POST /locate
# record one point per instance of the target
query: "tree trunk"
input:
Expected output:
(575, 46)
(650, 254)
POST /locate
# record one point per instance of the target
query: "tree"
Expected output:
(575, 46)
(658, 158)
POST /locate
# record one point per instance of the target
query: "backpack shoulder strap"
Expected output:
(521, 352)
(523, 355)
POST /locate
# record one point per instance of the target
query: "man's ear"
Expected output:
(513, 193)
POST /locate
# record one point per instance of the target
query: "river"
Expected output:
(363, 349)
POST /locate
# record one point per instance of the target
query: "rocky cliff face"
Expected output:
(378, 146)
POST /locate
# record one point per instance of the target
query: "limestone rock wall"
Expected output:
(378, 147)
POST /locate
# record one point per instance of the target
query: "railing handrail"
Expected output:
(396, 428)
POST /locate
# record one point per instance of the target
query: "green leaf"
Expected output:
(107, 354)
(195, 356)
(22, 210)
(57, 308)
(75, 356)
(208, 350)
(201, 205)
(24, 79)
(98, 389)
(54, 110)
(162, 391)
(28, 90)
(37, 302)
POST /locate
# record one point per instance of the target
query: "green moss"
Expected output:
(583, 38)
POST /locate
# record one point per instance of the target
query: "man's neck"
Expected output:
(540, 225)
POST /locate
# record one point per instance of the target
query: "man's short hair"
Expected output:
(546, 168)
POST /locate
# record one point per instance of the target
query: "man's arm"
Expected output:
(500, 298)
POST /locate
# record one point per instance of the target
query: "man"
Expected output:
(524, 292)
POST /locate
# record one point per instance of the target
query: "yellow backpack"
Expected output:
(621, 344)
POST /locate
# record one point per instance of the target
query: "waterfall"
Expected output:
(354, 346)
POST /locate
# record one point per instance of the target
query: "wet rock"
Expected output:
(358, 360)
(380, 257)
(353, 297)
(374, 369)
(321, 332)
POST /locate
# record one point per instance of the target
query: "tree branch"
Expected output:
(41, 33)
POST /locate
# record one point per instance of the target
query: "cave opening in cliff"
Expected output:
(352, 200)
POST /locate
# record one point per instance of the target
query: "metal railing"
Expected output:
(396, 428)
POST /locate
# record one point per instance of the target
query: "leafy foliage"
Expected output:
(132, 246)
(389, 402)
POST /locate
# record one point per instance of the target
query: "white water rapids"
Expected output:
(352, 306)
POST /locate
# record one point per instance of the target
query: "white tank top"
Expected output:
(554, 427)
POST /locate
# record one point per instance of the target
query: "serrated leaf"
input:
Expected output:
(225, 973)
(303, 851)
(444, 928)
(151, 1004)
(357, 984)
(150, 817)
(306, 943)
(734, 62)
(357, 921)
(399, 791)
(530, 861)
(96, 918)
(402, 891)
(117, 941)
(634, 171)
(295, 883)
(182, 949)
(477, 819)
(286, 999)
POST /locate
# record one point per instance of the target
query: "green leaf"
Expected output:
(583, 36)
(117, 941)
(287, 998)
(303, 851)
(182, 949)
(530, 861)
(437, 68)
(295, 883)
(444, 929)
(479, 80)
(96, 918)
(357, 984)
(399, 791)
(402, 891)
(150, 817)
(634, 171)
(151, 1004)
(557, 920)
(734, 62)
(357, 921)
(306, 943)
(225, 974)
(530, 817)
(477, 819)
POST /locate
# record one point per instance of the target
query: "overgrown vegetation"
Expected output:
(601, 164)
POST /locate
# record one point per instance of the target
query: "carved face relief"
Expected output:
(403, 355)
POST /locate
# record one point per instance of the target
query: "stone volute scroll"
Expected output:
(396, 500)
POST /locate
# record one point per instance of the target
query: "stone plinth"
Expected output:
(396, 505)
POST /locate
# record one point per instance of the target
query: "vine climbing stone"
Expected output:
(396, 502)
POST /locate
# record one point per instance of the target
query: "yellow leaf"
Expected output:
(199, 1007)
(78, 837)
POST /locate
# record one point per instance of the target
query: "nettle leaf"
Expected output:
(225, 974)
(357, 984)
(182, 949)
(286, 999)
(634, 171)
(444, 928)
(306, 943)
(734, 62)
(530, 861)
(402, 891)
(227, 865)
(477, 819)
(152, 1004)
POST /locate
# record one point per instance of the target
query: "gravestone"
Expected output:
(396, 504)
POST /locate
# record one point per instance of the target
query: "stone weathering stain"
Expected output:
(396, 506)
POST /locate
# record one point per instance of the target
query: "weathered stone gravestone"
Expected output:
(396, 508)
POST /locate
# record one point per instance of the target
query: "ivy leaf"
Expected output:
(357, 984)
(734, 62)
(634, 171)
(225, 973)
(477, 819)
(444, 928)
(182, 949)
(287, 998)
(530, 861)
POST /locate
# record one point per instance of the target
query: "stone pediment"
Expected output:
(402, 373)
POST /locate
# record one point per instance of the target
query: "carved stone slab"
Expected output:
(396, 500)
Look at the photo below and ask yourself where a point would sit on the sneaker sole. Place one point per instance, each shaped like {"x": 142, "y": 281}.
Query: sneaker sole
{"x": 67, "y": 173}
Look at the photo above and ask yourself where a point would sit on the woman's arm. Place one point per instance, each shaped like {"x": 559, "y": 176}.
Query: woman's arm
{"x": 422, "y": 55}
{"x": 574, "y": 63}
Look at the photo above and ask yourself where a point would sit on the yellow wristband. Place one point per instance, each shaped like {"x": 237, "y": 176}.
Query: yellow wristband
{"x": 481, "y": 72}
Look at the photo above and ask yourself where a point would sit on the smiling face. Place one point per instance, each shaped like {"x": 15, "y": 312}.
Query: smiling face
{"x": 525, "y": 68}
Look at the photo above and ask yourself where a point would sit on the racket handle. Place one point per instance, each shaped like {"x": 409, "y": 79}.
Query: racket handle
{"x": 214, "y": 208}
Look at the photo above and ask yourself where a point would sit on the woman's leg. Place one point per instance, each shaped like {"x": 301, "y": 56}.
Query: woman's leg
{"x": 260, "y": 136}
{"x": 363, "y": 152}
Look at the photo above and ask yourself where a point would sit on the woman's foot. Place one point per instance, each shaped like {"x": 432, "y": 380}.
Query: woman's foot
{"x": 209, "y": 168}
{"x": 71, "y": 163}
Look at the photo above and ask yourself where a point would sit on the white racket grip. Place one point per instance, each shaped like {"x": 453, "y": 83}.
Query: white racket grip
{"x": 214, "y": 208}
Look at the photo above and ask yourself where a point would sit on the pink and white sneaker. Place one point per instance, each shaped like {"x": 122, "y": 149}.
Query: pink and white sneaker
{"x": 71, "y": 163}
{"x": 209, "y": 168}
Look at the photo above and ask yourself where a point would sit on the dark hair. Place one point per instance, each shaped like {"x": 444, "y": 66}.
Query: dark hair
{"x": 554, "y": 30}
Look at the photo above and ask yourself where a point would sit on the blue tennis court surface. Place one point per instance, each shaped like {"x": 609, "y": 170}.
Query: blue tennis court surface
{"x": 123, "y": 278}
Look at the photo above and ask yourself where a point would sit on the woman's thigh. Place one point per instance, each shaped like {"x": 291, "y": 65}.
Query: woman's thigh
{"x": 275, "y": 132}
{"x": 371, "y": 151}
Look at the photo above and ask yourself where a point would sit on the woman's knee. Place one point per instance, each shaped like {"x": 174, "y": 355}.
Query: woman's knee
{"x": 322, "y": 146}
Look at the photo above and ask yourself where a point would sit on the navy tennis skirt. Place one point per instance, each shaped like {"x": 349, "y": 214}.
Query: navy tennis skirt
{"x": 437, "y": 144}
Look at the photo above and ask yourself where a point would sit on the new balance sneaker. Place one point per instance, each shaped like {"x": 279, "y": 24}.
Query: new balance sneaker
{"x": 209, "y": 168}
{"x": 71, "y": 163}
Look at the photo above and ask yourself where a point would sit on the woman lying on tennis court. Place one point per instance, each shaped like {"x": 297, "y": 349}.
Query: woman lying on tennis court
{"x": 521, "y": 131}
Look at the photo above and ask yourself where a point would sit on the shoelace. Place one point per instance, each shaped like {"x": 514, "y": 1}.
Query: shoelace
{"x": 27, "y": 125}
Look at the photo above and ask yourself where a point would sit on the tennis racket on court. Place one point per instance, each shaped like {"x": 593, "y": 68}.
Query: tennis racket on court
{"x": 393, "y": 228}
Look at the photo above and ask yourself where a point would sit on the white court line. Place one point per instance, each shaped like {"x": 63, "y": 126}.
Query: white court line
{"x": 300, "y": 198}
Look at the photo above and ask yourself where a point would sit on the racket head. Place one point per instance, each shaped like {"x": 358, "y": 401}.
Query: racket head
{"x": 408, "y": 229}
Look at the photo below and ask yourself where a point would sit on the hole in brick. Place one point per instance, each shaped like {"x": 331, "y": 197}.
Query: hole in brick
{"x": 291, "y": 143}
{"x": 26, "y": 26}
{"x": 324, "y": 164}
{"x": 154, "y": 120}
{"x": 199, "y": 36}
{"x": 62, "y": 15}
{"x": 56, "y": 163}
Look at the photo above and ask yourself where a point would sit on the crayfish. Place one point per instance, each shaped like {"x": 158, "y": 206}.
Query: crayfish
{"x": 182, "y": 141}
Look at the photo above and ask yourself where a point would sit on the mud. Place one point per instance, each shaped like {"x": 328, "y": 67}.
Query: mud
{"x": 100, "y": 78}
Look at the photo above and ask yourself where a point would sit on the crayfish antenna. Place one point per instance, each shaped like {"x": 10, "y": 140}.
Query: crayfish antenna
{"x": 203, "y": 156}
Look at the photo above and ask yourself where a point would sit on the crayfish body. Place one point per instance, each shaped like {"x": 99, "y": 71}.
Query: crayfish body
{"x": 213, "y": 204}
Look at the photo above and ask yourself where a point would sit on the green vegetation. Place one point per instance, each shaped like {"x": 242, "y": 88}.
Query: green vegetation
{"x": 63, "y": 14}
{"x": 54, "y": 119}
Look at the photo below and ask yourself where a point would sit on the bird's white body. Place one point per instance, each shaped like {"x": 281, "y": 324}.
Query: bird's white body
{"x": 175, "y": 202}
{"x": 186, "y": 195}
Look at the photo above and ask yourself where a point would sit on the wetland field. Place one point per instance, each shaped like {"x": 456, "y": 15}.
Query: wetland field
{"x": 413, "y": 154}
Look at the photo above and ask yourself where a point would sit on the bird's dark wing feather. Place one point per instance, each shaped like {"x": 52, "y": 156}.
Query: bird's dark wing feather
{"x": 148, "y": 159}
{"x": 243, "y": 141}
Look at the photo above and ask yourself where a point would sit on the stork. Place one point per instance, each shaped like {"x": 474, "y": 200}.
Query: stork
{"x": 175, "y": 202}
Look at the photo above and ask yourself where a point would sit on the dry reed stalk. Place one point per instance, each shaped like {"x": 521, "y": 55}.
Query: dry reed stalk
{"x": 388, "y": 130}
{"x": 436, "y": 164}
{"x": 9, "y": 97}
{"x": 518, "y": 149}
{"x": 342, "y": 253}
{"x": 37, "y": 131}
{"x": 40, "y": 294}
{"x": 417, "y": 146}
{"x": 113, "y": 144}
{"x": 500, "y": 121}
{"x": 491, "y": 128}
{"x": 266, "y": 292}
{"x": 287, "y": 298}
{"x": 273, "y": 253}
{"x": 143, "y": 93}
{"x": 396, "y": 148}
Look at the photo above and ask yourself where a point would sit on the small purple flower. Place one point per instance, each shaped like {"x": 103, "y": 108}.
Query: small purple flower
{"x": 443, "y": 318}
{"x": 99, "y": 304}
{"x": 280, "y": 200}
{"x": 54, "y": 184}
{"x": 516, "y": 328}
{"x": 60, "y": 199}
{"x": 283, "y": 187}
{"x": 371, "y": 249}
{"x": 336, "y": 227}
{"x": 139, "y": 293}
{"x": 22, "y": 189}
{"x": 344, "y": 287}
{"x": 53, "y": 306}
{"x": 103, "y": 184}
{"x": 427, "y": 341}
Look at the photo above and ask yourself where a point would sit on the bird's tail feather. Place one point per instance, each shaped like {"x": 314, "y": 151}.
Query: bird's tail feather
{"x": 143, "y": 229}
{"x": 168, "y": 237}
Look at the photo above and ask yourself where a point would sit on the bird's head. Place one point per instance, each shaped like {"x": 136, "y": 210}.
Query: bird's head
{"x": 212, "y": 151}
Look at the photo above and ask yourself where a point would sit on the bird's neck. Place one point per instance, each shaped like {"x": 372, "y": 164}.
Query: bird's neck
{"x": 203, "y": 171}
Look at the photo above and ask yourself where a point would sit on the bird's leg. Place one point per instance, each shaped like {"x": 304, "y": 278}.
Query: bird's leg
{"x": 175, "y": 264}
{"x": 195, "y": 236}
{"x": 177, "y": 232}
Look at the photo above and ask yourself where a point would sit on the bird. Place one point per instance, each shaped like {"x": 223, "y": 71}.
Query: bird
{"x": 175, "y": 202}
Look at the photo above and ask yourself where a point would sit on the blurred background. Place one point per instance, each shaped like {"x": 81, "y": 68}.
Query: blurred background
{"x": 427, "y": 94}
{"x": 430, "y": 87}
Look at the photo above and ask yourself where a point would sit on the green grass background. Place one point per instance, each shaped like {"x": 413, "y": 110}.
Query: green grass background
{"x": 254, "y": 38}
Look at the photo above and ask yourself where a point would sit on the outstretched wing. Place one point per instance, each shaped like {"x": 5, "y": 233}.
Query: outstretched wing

### [Task brief]
Reproduce, word for word, every line starting at the line that contains "on the bird." and ending with the final line of the entries.

### [The output]
Look at the photo above and ask yourself where a point would sit on the bird. Place one point per instance, each shaped like {"x": 223, "y": 71}.
Query: bird
{"x": 175, "y": 202}
Look at the photo above and ask yourself where a point would sit on the blurred background. Place one point per instance, each shaped like {"x": 81, "y": 68}.
Query: blurred background
{"x": 427, "y": 94}
{"x": 430, "y": 87}
Look at the photo above and ask yourself where a point would sit on the green grass background. Place one point per instance, each shaped like {"x": 413, "y": 110}.
Query: green grass background
{"x": 254, "y": 38}
Look at the photo above and ask yourself where a point would sit on the outstretched wing. Place one point per instance, each shaped like {"x": 5, "y": 233}.
Query: outstretched wing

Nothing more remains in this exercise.